--- Dataset excerpts Enclosed Below ---

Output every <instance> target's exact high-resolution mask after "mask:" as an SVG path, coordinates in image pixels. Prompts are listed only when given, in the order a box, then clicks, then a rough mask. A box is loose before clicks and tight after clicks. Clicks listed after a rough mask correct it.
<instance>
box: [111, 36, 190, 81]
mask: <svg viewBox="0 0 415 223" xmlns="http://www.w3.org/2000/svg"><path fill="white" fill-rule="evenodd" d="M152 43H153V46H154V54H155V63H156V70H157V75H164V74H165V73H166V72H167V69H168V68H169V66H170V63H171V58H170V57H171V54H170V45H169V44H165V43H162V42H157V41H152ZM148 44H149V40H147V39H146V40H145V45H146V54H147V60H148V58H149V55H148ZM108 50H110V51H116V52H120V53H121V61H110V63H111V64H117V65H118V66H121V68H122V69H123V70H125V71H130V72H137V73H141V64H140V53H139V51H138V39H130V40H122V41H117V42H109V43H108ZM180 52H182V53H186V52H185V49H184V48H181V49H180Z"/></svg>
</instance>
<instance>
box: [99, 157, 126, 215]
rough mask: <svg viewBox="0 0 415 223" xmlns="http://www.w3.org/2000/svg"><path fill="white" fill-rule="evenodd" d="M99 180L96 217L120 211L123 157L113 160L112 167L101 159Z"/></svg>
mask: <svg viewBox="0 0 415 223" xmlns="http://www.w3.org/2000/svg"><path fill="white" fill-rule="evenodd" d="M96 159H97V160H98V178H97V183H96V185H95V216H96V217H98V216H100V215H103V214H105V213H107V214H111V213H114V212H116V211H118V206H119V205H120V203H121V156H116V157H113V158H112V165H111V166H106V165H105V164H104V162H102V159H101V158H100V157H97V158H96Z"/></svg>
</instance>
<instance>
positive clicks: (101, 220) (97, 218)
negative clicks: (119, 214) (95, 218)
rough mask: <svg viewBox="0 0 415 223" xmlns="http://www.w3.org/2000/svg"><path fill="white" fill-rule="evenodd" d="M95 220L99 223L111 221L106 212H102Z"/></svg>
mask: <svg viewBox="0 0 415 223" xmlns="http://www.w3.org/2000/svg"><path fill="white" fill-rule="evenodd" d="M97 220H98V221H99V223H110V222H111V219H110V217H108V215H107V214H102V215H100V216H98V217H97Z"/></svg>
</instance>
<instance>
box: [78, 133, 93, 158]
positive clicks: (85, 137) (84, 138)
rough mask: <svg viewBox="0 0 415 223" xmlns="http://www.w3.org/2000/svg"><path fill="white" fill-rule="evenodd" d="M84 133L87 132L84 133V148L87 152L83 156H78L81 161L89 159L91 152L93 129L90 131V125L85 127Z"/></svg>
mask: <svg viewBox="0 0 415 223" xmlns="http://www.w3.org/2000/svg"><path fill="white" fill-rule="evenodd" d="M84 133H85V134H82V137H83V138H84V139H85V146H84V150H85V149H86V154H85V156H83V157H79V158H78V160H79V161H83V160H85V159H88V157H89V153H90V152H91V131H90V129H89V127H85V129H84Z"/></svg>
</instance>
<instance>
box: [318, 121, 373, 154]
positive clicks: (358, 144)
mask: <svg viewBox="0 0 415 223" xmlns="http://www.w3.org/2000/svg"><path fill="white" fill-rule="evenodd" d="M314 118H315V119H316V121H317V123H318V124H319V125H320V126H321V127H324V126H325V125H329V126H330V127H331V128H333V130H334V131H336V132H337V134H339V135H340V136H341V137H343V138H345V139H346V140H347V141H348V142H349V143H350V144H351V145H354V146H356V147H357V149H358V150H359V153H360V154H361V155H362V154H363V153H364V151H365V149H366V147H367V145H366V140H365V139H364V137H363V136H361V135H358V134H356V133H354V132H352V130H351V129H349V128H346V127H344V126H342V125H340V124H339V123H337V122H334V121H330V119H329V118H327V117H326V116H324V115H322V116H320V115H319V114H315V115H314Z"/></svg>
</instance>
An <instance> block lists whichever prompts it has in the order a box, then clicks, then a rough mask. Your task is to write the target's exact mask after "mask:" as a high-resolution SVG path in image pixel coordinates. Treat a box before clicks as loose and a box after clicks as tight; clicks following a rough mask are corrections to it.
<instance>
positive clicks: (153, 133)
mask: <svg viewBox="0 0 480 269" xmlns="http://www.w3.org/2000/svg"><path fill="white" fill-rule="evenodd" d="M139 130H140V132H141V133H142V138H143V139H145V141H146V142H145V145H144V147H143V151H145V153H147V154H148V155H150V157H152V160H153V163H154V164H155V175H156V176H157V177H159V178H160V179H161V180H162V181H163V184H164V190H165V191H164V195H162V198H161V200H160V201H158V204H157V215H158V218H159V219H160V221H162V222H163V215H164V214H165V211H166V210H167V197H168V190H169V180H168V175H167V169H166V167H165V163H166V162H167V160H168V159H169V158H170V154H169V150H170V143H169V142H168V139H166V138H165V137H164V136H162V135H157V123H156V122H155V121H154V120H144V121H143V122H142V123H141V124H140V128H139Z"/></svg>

--- End of Enclosed Dataset excerpts ---
--- Dataset excerpts Enclosed Below ---

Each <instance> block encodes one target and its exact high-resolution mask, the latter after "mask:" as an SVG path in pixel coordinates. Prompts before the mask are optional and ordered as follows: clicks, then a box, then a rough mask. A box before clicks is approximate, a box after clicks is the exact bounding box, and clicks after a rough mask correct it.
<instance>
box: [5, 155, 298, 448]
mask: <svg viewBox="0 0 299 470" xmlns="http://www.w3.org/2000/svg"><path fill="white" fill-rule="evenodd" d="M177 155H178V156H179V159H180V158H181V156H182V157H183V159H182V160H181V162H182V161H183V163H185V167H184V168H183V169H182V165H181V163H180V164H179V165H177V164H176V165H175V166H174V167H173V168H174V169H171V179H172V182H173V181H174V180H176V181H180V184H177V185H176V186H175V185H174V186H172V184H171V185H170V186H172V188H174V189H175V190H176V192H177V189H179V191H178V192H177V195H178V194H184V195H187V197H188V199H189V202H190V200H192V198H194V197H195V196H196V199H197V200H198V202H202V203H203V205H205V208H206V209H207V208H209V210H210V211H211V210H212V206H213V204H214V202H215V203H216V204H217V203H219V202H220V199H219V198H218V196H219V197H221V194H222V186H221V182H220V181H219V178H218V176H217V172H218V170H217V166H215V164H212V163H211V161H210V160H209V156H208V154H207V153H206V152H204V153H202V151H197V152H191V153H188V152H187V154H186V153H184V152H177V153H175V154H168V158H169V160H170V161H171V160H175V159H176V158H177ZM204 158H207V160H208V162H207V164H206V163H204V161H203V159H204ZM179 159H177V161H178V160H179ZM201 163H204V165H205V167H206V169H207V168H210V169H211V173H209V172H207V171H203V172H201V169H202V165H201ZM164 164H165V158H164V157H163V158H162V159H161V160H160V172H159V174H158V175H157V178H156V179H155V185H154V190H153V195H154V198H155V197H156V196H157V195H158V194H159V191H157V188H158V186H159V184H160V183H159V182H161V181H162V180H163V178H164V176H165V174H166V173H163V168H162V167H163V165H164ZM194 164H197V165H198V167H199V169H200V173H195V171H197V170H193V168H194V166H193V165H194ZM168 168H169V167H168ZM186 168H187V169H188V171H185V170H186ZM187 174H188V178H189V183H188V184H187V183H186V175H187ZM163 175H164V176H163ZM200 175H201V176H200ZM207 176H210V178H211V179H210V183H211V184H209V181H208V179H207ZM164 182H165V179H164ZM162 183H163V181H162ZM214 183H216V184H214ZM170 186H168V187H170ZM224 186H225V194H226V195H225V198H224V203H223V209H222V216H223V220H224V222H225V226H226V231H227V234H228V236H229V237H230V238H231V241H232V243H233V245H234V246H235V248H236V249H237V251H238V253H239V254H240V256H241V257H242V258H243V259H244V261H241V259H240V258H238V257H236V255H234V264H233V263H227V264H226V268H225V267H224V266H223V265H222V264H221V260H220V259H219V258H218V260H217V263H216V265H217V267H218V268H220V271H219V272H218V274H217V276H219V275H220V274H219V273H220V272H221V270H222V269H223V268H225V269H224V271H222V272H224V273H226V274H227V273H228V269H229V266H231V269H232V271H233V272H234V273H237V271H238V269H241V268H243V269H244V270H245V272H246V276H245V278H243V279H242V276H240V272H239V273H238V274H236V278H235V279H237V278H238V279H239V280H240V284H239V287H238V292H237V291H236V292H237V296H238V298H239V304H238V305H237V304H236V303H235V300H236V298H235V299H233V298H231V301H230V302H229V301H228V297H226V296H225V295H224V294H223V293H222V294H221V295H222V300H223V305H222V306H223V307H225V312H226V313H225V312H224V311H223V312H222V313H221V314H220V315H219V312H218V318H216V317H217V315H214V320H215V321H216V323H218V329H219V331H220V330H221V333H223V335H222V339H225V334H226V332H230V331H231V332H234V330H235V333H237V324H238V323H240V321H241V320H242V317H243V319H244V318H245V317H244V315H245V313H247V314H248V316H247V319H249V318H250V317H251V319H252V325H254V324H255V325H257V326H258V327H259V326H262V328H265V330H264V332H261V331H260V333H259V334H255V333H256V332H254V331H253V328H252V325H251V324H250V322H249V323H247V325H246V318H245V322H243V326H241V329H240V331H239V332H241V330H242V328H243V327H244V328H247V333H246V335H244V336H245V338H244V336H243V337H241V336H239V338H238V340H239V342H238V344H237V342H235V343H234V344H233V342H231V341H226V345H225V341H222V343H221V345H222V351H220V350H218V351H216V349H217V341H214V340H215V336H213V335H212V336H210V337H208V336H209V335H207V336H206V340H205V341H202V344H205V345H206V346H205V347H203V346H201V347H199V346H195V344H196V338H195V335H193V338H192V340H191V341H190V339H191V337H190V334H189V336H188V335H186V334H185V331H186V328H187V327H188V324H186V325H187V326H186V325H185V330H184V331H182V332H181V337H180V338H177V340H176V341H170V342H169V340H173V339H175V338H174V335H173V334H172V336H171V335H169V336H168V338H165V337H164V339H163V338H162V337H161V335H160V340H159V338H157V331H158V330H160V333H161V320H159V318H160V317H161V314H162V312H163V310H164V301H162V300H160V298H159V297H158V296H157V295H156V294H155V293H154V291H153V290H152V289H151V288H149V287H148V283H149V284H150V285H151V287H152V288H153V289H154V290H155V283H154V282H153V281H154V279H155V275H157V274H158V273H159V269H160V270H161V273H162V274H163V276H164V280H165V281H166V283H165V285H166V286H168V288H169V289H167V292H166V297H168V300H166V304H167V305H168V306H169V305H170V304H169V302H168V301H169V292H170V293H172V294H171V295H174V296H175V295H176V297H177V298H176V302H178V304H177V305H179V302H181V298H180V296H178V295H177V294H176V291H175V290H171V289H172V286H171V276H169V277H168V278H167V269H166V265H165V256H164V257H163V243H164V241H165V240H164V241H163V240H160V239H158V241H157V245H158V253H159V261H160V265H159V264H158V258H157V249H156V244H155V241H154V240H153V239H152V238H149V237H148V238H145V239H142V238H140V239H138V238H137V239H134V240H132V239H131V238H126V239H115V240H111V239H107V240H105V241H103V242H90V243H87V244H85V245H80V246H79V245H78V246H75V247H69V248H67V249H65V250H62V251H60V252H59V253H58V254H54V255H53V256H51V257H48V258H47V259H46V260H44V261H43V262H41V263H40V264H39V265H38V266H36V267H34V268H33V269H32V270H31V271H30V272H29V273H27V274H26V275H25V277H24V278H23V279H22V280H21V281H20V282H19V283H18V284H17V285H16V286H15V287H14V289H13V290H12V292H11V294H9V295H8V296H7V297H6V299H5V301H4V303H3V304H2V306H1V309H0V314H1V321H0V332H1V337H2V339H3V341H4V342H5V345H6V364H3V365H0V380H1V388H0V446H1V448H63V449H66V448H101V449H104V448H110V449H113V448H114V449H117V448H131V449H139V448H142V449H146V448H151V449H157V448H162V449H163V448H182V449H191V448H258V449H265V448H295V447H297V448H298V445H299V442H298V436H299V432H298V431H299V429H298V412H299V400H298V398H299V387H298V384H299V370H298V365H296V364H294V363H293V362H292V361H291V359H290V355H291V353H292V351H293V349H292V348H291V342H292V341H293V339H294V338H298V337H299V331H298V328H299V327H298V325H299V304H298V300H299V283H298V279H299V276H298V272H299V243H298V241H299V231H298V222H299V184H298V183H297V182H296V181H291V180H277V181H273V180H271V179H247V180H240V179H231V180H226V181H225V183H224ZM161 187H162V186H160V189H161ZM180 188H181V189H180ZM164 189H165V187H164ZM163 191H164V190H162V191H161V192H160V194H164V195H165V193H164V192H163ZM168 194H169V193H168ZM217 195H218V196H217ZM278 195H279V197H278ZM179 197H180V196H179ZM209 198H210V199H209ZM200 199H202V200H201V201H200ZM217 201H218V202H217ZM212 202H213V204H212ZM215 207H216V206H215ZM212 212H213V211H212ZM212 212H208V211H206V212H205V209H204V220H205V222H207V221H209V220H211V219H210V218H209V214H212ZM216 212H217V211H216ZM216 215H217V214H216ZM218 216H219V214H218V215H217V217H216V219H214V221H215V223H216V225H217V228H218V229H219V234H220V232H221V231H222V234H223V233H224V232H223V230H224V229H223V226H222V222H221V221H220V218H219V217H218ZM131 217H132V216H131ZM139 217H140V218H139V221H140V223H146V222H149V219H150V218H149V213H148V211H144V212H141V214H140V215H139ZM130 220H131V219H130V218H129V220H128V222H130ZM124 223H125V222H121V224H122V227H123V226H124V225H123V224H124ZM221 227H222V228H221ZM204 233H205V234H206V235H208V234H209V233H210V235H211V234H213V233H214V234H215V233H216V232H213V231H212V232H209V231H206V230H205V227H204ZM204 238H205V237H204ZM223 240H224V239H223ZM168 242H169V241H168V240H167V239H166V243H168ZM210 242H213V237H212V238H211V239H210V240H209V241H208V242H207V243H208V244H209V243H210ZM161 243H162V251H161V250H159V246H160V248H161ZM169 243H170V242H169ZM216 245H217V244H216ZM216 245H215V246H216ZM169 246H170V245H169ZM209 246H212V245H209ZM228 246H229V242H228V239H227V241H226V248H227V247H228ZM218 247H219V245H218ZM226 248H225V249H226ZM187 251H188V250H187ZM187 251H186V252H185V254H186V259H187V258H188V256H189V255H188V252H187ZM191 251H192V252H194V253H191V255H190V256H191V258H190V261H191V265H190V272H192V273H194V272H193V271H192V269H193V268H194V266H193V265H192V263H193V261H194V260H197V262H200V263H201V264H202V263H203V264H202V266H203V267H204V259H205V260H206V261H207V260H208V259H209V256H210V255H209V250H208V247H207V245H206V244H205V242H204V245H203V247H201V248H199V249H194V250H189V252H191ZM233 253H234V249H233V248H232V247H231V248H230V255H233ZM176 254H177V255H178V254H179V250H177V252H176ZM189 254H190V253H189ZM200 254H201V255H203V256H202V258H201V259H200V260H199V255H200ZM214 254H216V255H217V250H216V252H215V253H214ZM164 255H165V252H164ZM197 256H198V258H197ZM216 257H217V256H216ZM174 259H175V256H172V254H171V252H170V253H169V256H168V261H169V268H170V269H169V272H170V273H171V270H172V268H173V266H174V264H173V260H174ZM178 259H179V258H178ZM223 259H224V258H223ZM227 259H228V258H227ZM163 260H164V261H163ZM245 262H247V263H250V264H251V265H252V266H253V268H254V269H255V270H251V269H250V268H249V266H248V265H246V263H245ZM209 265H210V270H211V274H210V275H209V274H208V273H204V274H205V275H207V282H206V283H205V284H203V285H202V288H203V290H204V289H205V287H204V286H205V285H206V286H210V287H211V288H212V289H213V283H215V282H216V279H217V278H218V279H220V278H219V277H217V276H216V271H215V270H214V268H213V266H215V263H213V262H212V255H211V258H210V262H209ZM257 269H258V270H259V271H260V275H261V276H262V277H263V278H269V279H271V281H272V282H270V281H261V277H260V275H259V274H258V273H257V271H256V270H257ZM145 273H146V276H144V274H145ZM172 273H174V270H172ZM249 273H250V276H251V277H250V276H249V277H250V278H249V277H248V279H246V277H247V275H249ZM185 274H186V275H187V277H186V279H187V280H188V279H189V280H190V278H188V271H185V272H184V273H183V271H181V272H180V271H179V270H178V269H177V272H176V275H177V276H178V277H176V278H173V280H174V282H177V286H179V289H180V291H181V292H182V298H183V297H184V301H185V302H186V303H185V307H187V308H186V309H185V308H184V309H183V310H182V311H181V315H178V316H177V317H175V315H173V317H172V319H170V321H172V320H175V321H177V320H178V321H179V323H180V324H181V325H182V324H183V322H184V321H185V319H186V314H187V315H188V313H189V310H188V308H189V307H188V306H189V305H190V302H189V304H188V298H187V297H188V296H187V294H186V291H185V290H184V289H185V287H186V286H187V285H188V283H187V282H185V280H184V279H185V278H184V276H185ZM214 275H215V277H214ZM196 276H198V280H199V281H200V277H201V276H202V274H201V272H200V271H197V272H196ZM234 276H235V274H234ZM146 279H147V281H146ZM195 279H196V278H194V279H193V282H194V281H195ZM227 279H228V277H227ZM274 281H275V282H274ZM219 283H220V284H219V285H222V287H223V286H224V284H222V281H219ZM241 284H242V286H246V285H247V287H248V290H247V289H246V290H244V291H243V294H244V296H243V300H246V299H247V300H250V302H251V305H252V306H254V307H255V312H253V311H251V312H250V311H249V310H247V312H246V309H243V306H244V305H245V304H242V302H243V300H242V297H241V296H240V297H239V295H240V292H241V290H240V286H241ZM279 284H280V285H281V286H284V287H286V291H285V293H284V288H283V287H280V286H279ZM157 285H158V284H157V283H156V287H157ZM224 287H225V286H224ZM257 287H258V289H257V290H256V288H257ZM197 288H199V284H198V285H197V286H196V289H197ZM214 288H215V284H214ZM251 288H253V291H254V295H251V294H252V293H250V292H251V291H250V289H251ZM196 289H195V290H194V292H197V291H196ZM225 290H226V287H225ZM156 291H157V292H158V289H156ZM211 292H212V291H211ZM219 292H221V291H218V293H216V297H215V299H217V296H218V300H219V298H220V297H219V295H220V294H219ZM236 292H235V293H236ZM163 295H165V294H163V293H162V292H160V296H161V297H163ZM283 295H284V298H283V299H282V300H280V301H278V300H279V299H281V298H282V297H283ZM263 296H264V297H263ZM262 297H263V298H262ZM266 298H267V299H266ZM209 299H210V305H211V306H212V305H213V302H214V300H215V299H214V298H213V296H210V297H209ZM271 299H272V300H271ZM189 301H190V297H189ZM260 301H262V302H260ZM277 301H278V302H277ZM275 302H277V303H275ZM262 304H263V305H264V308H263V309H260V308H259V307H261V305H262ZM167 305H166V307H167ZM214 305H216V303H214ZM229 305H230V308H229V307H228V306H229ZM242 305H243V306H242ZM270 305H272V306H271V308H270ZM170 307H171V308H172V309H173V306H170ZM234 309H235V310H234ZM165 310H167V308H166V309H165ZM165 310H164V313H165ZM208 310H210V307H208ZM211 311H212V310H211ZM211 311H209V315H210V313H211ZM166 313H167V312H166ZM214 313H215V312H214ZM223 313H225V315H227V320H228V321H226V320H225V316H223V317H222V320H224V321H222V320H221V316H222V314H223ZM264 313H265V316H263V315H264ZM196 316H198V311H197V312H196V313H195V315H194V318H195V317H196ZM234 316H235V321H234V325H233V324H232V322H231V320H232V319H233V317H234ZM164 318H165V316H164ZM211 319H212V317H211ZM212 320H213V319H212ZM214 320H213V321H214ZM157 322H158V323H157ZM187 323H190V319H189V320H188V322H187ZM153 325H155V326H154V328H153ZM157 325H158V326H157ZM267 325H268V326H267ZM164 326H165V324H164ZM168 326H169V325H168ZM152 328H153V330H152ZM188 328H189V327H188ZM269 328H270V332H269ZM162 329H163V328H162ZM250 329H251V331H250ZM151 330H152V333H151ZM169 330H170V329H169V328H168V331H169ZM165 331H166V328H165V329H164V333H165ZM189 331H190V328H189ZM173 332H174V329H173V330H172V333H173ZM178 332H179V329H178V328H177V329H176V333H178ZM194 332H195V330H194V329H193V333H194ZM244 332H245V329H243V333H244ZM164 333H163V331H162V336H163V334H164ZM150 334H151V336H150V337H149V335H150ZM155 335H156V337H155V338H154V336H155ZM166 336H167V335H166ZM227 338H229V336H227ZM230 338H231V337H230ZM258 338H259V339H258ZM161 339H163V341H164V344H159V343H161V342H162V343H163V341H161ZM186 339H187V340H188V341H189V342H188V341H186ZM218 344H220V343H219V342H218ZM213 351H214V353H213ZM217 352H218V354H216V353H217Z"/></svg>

--- End of Enclosed Dataset excerpts ---

Work to be completed:
Quote the listing above, but only from the line that shows "Output every <instance>" through the line that shows "positive clicks: (85, 137) (84, 138)".

Answer to the exercise:
Output every <instance> target's exact high-resolution mask after "mask:" as an SVG path, coordinates in image pixels. Prompts are listed only when given, in the order a box, then clicks, then a rough mask. A box is loose before clicks and tight after clicks. Clicks listed after a rough mask correct it.
<instance>
box: [111, 36, 190, 81]
mask: <svg viewBox="0 0 415 223" xmlns="http://www.w3.org/2000/svg"><path fill="white" fill-rule="evenodd" d="M152 43H153V46H154V54H155V63H156V70H157V75H164V74H165V73H166V72H167V69H168V68H169V66H170V63H171V58H170V57H171V54H170V45H169V44H165V43H162V42H157V41H152ZM148 44H149V40H147V39H146V40H145V45H146V54H147V60H148V58H149V55H148ZM108 50H110V51H116V52H120V53H121V61H110V63H111V64H117V65H118V66H121V68H122V69H123V70H125V71H130V72H137V73H141V64H140V53H139V51H138V39H130V40H122V41H117V42H109V43H108ZM180 52H182V53H186V52H185V49H184V48H181V49H180Z"/></svg>
</instance>
<instance>
box: [99, 157, 126, 215]
rough mask: <svg viewBox="0 0 415 223" xmlns="http://www.w3.org/2000/svg"><path fill="white" fill-rule="evenodd" d="M99 180L96 217L120 211L123 157L113 160L112 167L101 159Z"/></svg>
mask: <svg viewBox="0 0 415 223" xmlns="http://www.w3.org/2000/svg"><path fill="white" fill-rule="evenodd" d="M96 159H97V160H98V178H97V183H96V185H95V216H96V217H98V216H100V215H103V214H105V213H107V214H111V213H114V212H116V211H118V206H119V205H120V203H121V156H116V157H113V158H112V165H111V166H106V165H105V164H104V162H102V159H101V158H100V157H97V158H96Z"/></svg>
</instance>
<instance>
positive clicks: (101, 220) (97, 218)
negative clicks: (119, 214) (95, 218)
rough mask: <svg viewBox="0 0 415 223" xmlns="http://www.w3.org/2000/svg"><path fill="white" fill-rule="evenodd" d="M95 220L99 223L111 221L106 212H102Z"/></svg>
mask: <svg viewBox="0 0 415 223" xmlns="http://www.w3.org/2000/svg"><path fill="white" fill-rule="evenodd" d="M97 220H98V221H99V223H110V222H111V219H110V217H108V215H107V214H102V215H100V216H98V217H97Z"/></svg>
</instance>
<instance>
box: [78, 133, 93, 158]
positive clicks: (85, 137) (84, 138)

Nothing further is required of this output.